Only the lines from the line containing "round hairbrush in this photo as pixel coordinates." through the final line of the entries should be printed, exactly as given, with the pictures left out.

═══

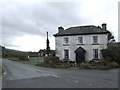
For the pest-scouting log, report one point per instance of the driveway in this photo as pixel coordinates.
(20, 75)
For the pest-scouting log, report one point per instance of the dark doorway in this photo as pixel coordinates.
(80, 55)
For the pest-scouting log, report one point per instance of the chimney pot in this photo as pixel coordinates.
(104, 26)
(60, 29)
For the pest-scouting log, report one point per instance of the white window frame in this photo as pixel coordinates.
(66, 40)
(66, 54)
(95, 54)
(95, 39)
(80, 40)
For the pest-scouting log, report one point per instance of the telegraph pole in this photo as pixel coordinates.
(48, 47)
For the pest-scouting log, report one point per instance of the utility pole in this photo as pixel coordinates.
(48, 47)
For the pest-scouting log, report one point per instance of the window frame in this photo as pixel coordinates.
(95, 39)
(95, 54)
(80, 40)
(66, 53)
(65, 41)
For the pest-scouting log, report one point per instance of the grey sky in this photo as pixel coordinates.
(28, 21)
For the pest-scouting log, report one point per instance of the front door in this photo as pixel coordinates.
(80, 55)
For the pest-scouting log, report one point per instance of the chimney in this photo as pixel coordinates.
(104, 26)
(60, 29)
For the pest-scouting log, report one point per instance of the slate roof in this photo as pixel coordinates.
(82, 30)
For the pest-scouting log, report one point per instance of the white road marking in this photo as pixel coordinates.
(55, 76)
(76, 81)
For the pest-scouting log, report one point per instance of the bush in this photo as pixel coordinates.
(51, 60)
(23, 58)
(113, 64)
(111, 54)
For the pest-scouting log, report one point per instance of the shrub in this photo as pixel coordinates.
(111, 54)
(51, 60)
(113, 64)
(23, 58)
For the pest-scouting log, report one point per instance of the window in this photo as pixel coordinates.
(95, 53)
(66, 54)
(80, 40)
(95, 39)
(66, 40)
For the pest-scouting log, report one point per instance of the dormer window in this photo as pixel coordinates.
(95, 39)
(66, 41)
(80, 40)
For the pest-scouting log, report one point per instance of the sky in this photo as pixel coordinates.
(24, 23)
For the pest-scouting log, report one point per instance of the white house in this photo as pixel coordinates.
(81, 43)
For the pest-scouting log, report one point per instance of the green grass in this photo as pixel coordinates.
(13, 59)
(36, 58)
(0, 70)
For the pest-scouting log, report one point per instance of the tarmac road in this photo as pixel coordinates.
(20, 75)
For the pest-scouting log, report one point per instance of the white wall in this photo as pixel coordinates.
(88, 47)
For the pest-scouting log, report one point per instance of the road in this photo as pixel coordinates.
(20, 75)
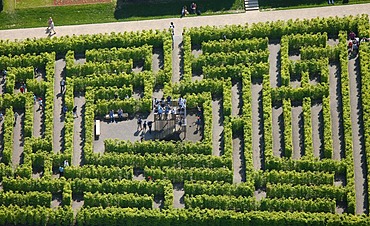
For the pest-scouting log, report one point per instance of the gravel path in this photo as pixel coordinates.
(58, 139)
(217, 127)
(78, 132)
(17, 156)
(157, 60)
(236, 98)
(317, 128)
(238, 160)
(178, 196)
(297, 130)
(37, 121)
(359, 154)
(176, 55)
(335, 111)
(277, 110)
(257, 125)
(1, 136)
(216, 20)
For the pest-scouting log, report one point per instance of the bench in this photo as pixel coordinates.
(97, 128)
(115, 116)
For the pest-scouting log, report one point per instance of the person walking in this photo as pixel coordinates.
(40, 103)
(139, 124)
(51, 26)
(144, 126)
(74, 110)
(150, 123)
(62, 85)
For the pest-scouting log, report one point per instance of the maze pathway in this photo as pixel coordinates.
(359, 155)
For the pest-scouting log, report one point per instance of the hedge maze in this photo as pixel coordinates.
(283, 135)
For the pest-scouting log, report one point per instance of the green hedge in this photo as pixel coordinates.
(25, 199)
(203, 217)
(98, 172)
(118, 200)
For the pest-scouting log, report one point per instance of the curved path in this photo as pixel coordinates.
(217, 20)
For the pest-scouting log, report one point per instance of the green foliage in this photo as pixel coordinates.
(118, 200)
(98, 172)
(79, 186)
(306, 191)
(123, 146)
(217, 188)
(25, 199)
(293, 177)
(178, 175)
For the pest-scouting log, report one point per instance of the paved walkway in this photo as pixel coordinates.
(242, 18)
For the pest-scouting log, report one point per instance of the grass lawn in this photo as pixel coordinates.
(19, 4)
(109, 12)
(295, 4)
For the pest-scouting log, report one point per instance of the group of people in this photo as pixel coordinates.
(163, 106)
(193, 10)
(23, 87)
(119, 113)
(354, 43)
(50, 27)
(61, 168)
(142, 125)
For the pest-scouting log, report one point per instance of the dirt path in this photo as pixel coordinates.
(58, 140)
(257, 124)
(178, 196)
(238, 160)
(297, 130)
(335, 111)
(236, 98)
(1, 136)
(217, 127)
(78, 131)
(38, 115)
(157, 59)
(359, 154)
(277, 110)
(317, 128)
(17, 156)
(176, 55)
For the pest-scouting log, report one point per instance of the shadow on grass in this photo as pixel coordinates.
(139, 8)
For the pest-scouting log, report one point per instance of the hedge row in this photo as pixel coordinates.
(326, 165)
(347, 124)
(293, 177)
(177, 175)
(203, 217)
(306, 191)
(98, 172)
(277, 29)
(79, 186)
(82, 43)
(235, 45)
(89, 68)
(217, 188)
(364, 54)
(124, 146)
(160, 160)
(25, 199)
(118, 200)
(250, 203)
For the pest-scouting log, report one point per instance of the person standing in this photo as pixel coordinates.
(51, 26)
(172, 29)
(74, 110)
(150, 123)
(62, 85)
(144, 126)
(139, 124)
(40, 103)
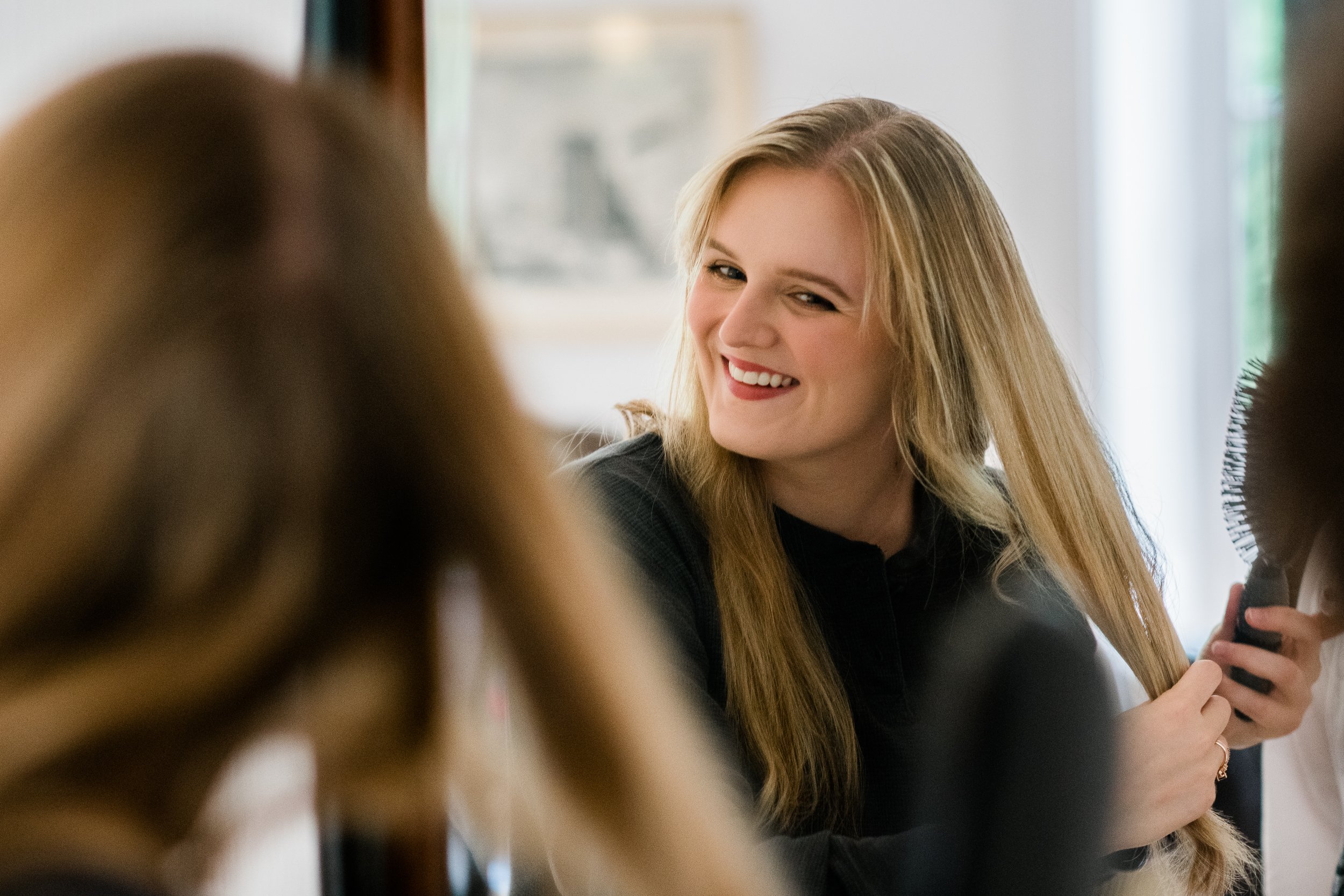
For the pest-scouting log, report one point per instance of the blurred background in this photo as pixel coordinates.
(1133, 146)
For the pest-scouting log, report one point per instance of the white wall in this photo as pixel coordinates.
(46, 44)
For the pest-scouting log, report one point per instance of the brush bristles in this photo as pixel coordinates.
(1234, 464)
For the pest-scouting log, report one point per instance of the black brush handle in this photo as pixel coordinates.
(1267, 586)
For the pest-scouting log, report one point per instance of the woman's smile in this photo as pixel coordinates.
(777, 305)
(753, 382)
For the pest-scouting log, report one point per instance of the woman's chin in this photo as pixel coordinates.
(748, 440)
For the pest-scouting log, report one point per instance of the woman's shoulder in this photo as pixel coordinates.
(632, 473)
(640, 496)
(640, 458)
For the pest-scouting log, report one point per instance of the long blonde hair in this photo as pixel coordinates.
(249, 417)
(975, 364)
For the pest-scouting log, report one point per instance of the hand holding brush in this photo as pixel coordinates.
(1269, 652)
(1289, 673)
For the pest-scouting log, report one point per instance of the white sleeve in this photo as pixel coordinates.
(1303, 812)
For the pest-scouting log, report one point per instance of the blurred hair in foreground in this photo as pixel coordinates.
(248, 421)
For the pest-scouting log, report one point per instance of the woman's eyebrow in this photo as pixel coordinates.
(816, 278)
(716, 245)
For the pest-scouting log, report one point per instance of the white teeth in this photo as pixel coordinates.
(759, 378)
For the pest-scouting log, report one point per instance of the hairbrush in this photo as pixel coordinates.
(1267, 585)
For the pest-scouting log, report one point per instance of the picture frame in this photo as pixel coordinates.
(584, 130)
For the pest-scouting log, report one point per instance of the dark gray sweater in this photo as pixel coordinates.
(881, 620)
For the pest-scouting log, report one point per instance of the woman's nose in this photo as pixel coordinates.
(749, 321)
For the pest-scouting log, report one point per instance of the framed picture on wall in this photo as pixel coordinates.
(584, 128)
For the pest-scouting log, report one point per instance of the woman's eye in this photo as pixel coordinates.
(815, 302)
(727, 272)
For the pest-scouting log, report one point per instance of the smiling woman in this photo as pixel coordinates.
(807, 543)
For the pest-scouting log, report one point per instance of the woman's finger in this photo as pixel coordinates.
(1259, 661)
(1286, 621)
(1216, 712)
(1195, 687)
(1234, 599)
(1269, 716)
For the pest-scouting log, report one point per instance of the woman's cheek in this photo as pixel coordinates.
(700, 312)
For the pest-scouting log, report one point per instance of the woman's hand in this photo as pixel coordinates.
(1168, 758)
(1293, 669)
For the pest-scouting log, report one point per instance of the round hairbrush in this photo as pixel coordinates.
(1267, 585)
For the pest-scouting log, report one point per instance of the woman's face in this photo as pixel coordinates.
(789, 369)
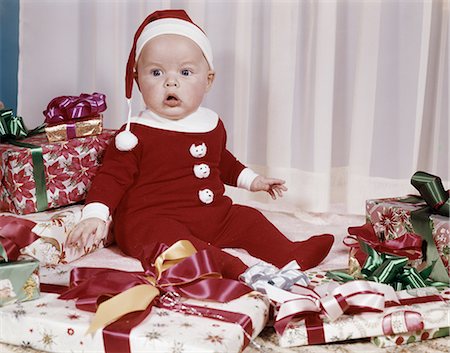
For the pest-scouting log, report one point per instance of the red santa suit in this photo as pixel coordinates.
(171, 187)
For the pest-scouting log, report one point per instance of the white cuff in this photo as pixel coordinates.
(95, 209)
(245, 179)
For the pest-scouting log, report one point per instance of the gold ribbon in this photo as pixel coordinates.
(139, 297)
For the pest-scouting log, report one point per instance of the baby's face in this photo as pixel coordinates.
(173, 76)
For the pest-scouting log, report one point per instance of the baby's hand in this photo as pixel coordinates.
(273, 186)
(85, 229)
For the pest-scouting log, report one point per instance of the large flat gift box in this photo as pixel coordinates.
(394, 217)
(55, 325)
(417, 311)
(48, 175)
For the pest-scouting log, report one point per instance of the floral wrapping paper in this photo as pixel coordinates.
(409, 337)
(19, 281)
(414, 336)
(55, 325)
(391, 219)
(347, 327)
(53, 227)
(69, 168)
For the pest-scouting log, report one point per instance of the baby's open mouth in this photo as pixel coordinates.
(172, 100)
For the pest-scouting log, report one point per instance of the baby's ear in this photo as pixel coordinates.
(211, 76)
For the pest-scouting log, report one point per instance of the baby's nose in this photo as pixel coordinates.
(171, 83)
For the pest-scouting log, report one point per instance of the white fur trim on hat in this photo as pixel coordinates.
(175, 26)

═══

__THE SOLUTION__.
For the pest-scouting log, report one point per instance of the round hairbrush in this photo as pixel coordinates.
(1267, 585)
For the pest-scouting log, report one point per instance of the woman's face in this photo as pixel coordinates.
(789, 369)
For the pest-scouting log, report one point per instance of the red santa suit in this photo as pixel coordinates.
(171, 187)
For the pest-scouting log, report one point per instance of the white cuff in this photo as pixel coordinates.
(95, 209)
(245, 179)
For the pest-scouting log, report one point per instance of the gold ribbon in this photo as pixel coordinates.
(139, 297)
For the pest-scouting log, report one point per instance of the baby's face in this photo as pixel coordinates.
(173, 76)
For the pest-scouting log, report one point per instance of the baby's hand in this photo as pixel coordinates.
(273, 186)
(85, 229)
For the pest-scouting log, report one point per instance of the large flat gift box in this photo as pixel coordinates.
(394, 217)
(55, 325)
(417, 311)
(48, 175)
For the pest-scouting log, report one point per instance of the floral wrapping paper in this photo as pixel coordinates.
(409, 337)
(19, 281)
(414, 336)
(55, 325)
(391, 219)
(347, 327)
(53, 227)
(69, 168)
For the pest-scouting log, report one point per instance of the baby's open mouth in this photo as pixel coordinates.
(172, 100)
For the pest-scouting log, report one point per instance of the baby's ear in this photo as pixel coordinates.
(211, 76)
For the pest-scouting log, report one point per instance of the baby's nose in this photo as pixel coordinates.
(171, 83)
For the pest-scouting log, report one point per instance of the white fur trim on hat in this photo as pixel coordinates.
(175, 26)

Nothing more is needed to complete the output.